| SET TASK |
Find every line in the data that contains the string "boom", with case counting, and copy each of those lines.

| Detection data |
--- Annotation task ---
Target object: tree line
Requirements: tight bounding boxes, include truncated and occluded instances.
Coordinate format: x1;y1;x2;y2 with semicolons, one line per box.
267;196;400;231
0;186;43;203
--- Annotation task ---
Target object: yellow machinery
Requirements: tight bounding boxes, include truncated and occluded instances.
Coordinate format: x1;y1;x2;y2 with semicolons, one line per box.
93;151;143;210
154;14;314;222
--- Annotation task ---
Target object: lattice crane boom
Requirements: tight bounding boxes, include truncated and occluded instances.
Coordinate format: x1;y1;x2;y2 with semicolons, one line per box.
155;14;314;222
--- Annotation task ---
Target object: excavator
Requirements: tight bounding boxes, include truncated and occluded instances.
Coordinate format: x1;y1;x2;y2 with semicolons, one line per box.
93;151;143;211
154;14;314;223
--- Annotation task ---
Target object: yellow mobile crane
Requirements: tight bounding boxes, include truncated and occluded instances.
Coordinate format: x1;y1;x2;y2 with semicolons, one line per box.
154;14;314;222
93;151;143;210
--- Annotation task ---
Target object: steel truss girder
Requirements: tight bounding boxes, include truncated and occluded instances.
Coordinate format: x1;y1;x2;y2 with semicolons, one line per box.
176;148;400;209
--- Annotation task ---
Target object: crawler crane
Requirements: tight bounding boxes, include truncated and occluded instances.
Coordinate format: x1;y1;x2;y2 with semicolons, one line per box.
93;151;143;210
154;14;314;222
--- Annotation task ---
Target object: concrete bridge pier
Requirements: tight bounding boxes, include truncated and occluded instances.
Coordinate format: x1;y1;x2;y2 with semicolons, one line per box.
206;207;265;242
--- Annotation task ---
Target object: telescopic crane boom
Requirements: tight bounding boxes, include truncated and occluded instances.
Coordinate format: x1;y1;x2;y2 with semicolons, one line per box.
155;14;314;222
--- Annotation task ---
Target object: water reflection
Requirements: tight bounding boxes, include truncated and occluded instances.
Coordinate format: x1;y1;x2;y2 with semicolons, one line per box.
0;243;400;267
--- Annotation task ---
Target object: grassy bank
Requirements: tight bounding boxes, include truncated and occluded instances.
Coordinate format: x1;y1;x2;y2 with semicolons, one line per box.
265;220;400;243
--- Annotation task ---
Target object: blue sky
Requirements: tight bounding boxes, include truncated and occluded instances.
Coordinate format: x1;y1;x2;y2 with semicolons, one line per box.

| RESULT |
Target object: lattice crane boom
Target object: telescopic crane boom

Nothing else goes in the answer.